WHAT TO WORK ON: Nothing but the lines from the start of the records through the line that contains "spine, as integer pixel positions." is to be copied, and each is to be copied exactly.

··· DATA SHOWN ···

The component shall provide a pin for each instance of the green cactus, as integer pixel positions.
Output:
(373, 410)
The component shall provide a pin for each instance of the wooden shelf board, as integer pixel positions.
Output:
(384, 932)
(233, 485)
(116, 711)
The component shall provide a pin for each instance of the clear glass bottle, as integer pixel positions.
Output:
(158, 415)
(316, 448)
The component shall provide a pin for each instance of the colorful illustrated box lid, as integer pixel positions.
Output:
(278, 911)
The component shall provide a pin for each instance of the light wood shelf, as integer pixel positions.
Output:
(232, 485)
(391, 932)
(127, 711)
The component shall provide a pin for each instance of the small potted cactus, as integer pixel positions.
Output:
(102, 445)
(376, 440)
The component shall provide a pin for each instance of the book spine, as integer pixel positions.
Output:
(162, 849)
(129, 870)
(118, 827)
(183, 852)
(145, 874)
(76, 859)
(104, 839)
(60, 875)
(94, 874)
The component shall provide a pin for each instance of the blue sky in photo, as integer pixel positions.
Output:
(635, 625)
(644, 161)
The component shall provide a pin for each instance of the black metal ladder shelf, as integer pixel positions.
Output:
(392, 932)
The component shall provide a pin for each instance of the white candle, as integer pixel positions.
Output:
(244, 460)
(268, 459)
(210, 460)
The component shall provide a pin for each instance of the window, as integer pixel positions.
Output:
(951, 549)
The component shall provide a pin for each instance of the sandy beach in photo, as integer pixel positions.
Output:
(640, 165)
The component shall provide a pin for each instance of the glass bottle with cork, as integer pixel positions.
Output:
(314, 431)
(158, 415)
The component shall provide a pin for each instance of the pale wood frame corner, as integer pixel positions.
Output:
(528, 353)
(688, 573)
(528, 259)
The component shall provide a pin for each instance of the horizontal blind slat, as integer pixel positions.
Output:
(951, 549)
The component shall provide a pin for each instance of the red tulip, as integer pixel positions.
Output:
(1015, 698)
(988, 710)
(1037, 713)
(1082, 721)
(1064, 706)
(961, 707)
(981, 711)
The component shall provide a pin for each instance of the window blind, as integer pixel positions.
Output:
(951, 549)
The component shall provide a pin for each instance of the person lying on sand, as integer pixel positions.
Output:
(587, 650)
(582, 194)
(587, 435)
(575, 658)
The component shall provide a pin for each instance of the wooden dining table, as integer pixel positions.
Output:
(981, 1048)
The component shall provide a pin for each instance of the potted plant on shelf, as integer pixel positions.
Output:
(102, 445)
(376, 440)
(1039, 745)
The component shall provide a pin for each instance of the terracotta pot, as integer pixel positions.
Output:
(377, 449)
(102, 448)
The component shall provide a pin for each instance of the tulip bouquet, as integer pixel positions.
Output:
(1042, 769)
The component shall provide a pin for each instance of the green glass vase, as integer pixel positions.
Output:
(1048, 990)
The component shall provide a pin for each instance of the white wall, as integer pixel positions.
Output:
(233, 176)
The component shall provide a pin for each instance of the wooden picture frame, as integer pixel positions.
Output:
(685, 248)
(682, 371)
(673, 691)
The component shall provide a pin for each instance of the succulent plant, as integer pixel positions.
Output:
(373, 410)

···

RESULT OF THE EXERCISE:
The component shall provide a pin for each instance of the green cactus, as integer pixel positions.
Output:
(373, 410)
The component shall provide a pin for each instance of the wooden shelf board, as integer pixel positions.
Output:
(384, 932)
(233, 485)
(116, 711)
The component shall provide a pin for each instance of the clear glass bottle, as integer pixel positions.
Output:
(158, 415)
(316, 448)
The component shall provide a pin for each instance of the colorful illustrated box lid, as integer pixel positions.
Output:
(278, 911)
The component shall provide a pin for each instance of the light wood shelf, as integer pixel positions.
Output:
(232, 485)
(391, 932)
(127, 711)
The component shall provide a pin for each instance of the small potted cactus, as integer pixel positions.
Output:
(102, 445)
(376, 440)
The component shall provide a pin for each instance of the book spine, as integer pixel positions.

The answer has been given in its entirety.